Excerpted text →
--------------------
Monday, November 14 at 8 p.m.; $34 advance, $36 day of show
Beth Orton has long been regarded as possessing one of the most unique and expressive voices in music – a voice that has grown evermore rich and wise over time. For Orton, music re-emerged in the past several years as a tethering force even when her own life felt more tumultuous than ever. The result of that is her latest album, Weather Alive, which she will be performing songs from in her performance. Presented by 105.5 The Colorado Sound.
Friday, November 18 at 8 p.m.; $17 advance, $19 day of show
Flamenco guitarist, composer, and performer Gary Meyers didn’t grow up immersed in the exotic rhythms of Andalusia, but he intuitively taps into the Spanish spirit to perform this storied traditional music with reverence and dazzling virtuosity.
“Dirty Flamenco – Gary Meyers” appeals to fans of world music, guitar enthusiasts, and those who want to be whisked away to the calm of the beach. Gary’s sultry musicality has garnered favorable comparisons to contemporary artists such as Jesse Cook, Johannes Linstead, Gipsy Kings and Ottmar Liebert. Live, Gary is an intuitive performer with a command of flamenco and rhumba traditions who eases between set melodies and improvisatory flights of fancy to heighten the entertainment experience.
Saturday, November 19 at 8 p.m.; $18 advance, $20 day of show
Rabbi Joe Black has performed for congregations and communities around the world. His recordings and books have received accolades from sources as diverse as American Songwriter Magazine, The New York Times, , Parent’s Choice, The American Library Journal and Kids First: The Coalition for Quality Children’s Video. After an 18 year hiatus from recording, Joe went back into the studio this past December and recorded two new albums of original music: Praying With Our Feet – a collection of Jewish music, and Wire and Wood – new secular songs. He serves as Senior Rabbi at Temple Emanuel in Denver, CO – a position he has held since 2011. Westword recently ran a feature on Rabbi Joe, to learn more about his new albums read the article here.
--------------------
Data for review →

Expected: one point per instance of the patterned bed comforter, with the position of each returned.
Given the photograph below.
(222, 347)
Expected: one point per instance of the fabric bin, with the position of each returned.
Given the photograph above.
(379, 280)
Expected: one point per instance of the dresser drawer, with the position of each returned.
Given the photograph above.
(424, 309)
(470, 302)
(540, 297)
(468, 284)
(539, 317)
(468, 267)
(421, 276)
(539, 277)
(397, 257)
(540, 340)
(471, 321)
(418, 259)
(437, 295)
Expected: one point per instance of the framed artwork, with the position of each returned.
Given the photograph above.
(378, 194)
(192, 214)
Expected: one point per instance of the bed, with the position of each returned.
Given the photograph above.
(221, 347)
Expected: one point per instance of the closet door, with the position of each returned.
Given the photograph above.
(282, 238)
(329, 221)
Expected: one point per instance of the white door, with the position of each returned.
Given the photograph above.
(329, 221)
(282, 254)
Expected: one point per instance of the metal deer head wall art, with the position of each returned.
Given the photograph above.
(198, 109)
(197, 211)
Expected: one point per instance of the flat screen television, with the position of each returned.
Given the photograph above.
--------------------
Work to complete →
1: In the concert listings, copy the stretch from "Saturday, November 19" through "the article here." word for word.
2: Answer these questions from the concert listings:
(a) What is the advance ticket price for the Monday, November 14 show?
(b) What is the title of Beth Orton's latest album?
(c) Since what year has Joe Black held the position of Senior Rabbi at Temple Emanuel?
3: Extend the concert listings with the next part, picking up right after their final sentence.

Answers by item number →
1:
Saturday, November 19 at 8 p.m.; $18 advance, $20 day of show
Rabbi Joe Black has performed for congregations and communities around the world. His recordings and books have received accolades from sources as diverse as American Songwriter Magazine, The New York Times, , Parent’s Choice, The American Library Journal and Kids First: The Coalition for Quality Children’s Video. After an 18 year hiatus from recording, Joe went back into the studio this past December and recorded two new albums of original music: Praying With Our Feet – a collection of Jewish music, and Wire and Wood – new secular songs. He serves as Senior Rabbi at Temple Emanuel in Denver, CO – a position he has held since 2011. Westword recently ran a feature on Rabbi Joe, to learn more about his new albums read the article here.

2:
(a) $34
(b) Weather Alive
(c) 2011

3:
Sunday, November 20 at 8 p.m.; $20 advance, $22 day of show
Members of one of Colorado’s most popular Celtic folk acts will perform a track-by-track recreation of Bob Dylan’s Blood on the Tracks, a record that marked a creative pinnacle in Bob Dylan’s long and storied musical career. The 1975 album features Dylan classics like “Tangled Up in Blue” and “Shelter from the Storm,” and Avourneen’s live interpretation will mirror the sound and sonic structure of the album.
Saturday, November 26 at 8 p.m.; $15 advance, $17 day of show
It’s a long holiday weekend so be sure to get out of the house and see some live music! Fables of the Fall is a Denver-based end-timey alternative folk quintet. Combining elements of folk-punk, chamber music, metal and more, these Denver-based troubadours of the apocalypse bring a fresh take on folk music. Distance Walk is a Denver-based indie folk quartet. Their immersive and visceral sound is equal parts folk, post punk, old time, and baroque, one that they (half) jokingly call Bootgaze. The band features Olivia Shaw on fiddle, Niki Tredinnick (The Dollhouse Thieves) on vocals, clarinets, and percussion, Seth Fine on guitar, and Barry Osborne on vocals and clawhammer banjo.